--- START OF GIVEN ENTRIES ---

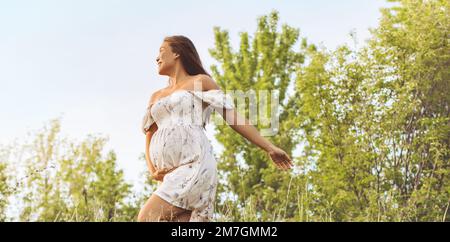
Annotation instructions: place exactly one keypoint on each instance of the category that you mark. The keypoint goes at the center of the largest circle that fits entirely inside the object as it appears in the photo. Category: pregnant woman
(178, 153)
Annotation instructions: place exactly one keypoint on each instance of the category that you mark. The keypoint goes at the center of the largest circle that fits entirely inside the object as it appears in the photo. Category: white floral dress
(180, 141)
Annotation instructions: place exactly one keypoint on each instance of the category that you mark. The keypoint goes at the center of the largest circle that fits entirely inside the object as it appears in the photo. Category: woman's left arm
(247, 130)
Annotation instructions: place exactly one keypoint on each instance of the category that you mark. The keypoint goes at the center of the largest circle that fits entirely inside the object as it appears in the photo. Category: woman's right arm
(148, 137)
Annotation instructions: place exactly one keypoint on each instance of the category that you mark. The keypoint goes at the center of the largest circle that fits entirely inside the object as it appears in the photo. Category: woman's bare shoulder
(206, 82)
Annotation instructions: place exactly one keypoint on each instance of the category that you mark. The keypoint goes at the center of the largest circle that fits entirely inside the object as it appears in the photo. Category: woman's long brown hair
(188, 54)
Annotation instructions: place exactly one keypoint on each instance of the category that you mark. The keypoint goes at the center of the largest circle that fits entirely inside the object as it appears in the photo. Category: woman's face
(166, 59)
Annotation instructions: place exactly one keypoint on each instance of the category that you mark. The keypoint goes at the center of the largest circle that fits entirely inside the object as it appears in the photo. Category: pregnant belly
(178, 145)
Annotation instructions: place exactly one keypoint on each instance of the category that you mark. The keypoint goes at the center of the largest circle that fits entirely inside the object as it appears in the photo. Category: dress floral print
(181, 142)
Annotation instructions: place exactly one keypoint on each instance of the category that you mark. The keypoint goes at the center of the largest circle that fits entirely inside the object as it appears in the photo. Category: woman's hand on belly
(160, 173)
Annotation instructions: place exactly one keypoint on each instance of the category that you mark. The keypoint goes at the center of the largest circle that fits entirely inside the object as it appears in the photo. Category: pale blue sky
(93, 62)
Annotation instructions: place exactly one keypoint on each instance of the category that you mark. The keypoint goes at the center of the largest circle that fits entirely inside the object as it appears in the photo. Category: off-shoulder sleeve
(147, 121)
(216, 98)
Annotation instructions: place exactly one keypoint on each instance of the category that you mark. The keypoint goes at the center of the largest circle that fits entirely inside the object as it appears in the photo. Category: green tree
(266, 64)
(69, 181)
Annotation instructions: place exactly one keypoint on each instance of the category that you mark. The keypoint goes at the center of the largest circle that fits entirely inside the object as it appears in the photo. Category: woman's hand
(281, 158)
(160, 173)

--- END OF GIVEN ENTRIES ---

__PROBLEM DESCRIPTION__.
Starting at the line containing "Category: off-shoulder sleeve" and running through the end of the entries, switch every "keypoint" to "marker" and write those lines out again with nothing else changed.

__REPLY__.
Annotation instructions: place exactly one marker on each instance of the category that you mark. The marker goes at the center of the largest circle that fits entirely inside the object as it appears in the photo. Category: off-shoulder sleeve
(147, 121)
(216, 98)
Annotation instructions: place exactly one marker on each instance of the category that you mark. The marker goes at the center of the largest circle that fits entirely inside the object as it appears in the photo. Category: green tree
(266, 64)
(69, 181)
Annotation instructions: place exactly one marker on each instance of the category that you mark. The marker goes at the center of the largest circle that fits entirely inside the object as it appears in the photo. Category: woman's hand
(281, 158)
(160, 173)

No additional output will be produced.